> Texte fourni
_ _ _
L’accompagnement et l’aide aux structures pendant le confinement  :

Pour les trois structures interrogées, l’impact financier du confinement a été minime en apparence mais toutes alertent sur l’onde de choc qui pourrait se faire sentir si les activités ne reprenaient pas comme espérées à l’aune de 2021/2022.

Au Centre Simone de Beauvoir les demandes de chômages partiels ont été acceptées et le poste le plus impacté en termes d’activité a été celui de Nicole Fernandez Ferrer, sa directrice, qui est en temps normal amenée à se déplacer très régulièrement dans les festivals de cinéma français et européens. Une perte qui a pu être compensée par la tenue de certains festivals de cinéma en ligne « En ce moment je suis en ligne le festival du documentaire d’Amsterdam, puisqu’il n’a pas lieu en présentiel. Tous.tes les professionnel.le.s suivent en ligne, on peut à la fois voir des films et rencontrer des gens. Evidemment je visionne en priorité des films réalisés par des femmes, avec des thématiques féministes, militantes. De la même façon je suis aussi le festival Jean Rouch, qui est un festival de cinéma documentaire et ethnographique et là y a pas mal de film très intéressants sur les femmes. Donc voilà on essaie de continuer à travailler parce que nous c’est comme ça qu’on repère des films et qu’on les prend éventuellement ensuite en distribution chez nous.  »

Pour Céline Bresson à la Maison de l’Image, la crainte de devoir se séparer de collaborateur.ice.s a rapidement été dissipée par l’apport d’aide de la région et de la ville de Grenoble, qui ont permis de compenser les pertes sèches représentées par la suppression des prestations dans les écoles et les lycées. De la même manière, Ciclic a pu compter sur le soutien financier du conseil régional du Val de Loire ainsi que du CNC, une activité développée autour du mécénat depuis quelques années par la structure a également permis d’acquérir des apports financiers nécessaires durant la pandémie. Parmi ces engagements auprès de structures extérieures, Philippe Germain évoque le projet  d’aller projeter des films dans les EHPAD grâce au Cinémobile, pour répondre à la violence avec laquelle la crise du covid a touché et isolé les personnes âgées. Aujourd’hui cette initiative est suspendue à la reprise de l’activité du Cinémobile qui a constitué la plus grosse perte des deux confinements pour Ciclic.

« Aujourd’hui on se dit que ça va être très compliqué et qu’il va falloir être attentif aux nouveaux entrant.e.s que ce soit du côté de la création et professionnellement. Comment on accompagne aujourd’hui les jeunes qui veulent faire leur entrée dans le milieu culturel  ? »

Philippe Germain, directeur de Ciclic.

Pour les trois structures, le soulagement d’avoir pu rouvrir et d’avoir mis à l’abri leurs salarié.e.s fait aujourd’hui place à une inquiétude vive au regard des répercussions économiques de la pandémie sur les saisons culturelles à venir. Des craintes partiellement dissipées par l’annonce de la réouverture des structures culturelles le 15 décembre qui va permettre à la Maison de l’Image, Ciclic et le Centre Simone de Beauvoir de retrouver ses publics. Le Mois de la photo réouvrira ses portes dès le 16 décembre à Grenoble, pour les parisien.ne.s le Centre Simone de Beauvoir devrait pouvoir organiser une projection le 21 décembre à la Cité Audacieuse et il faudra attendre le 6 janvier pour que le Cinémobile recommence à sillonner les routes du Val de Loire.
_ _ _
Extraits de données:
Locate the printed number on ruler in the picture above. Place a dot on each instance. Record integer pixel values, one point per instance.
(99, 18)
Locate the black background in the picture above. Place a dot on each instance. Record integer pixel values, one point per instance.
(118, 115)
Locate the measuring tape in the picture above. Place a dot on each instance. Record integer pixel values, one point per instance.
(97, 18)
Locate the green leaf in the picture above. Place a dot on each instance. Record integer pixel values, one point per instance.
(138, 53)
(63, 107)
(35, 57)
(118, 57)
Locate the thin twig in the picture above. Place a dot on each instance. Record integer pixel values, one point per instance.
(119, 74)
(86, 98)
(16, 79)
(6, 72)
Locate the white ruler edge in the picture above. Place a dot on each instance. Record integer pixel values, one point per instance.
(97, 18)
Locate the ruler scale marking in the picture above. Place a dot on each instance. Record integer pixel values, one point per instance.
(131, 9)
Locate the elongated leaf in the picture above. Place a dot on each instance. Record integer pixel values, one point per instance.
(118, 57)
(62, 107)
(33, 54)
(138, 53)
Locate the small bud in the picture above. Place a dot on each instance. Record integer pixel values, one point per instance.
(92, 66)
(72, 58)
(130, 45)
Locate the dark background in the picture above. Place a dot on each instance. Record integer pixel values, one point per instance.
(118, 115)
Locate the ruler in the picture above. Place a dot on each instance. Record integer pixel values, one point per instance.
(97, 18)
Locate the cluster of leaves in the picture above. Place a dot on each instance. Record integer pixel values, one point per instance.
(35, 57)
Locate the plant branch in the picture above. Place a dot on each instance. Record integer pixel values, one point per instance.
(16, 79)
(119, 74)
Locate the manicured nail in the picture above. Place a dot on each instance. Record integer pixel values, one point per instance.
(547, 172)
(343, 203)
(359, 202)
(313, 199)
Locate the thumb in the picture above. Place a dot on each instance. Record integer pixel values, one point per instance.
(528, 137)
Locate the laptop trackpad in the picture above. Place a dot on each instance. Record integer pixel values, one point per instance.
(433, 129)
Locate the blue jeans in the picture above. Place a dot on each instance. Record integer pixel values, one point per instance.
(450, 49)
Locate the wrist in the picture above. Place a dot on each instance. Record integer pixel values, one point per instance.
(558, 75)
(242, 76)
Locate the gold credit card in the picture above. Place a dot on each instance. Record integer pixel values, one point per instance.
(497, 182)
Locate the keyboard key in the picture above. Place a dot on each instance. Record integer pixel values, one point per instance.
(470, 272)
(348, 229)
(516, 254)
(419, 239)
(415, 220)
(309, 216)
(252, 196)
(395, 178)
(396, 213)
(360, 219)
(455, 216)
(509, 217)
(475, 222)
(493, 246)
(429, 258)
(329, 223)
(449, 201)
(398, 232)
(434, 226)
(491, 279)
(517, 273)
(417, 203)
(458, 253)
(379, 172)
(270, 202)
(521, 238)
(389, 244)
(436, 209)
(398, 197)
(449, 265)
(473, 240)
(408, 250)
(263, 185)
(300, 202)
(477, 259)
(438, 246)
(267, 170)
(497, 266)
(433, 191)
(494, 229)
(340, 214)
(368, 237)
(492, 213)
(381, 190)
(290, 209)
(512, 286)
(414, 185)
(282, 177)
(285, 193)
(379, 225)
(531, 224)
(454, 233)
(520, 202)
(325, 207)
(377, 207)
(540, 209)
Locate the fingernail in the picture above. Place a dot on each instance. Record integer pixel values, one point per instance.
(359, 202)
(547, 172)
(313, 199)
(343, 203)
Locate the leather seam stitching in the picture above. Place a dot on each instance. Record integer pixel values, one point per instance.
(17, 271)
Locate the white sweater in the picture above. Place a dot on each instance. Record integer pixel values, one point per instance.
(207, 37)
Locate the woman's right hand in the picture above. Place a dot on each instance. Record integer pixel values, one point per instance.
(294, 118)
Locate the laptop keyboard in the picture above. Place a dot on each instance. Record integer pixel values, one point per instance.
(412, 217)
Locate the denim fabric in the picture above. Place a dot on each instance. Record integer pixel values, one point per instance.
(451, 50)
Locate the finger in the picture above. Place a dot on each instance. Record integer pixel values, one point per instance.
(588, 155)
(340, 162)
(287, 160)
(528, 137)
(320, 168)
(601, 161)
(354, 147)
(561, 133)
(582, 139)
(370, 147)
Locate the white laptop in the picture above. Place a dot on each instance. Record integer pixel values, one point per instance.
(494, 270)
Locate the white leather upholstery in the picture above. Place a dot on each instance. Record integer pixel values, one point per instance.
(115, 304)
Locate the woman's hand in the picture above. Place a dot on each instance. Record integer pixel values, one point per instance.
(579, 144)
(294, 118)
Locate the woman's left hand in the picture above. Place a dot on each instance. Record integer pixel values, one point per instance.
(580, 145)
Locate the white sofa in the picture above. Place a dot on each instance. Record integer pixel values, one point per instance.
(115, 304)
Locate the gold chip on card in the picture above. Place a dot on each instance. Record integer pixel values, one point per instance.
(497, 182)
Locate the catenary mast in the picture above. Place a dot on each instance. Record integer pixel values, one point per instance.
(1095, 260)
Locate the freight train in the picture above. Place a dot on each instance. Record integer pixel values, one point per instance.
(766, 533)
_ _ _
> Travail demandé
**1.** Réécrivez en plus court le paragraphe du texte qui commence par « Pour Céline Bresson à la Maison de l’Image », en gardant ses faits principaux.
**2.** Recopiez à l’identique le passage du texte situé entre « Pour les trois structures interrogées, l’impact » et « l’aune de 2021/2022. », ces deux extrémités comprises.
Les enregistrements sont un contenu à part, sans lien avec le texte.

> Réponses attendues
**1.** À la Maison de l’Image, Céline Bresson a vite cessé de craindre de devoir se séparer de collaborateur.ice.s. L’aide de la région et de la ville de Grenoble a compensé la perte des prestations dans les écoles et les lycées. Ciclic a reçu le soutien du conseil régional du Val de Loire et du CNC, et le mécénat qu’elle développe depuis quelques années lui a aussi apporté des fonds. Philippe Germain évoque un projet de projections dans les EHPAD avec le Cinémobile, pour les personnes âgées isolées par le covid. Ce projet attend la reprise du Cinémobile, qui a été la plus grosse perte de Ciclic pendant les deux confinements.

**2.**
Pour les trois structures interrogées, l’impact financier du confinement a été minime en apparence mais toutes alertent sur l’onde de choc qui pourrait se faire sentir si les activités ne reprenaient pas comme espérées à l’aune de 2021/2022.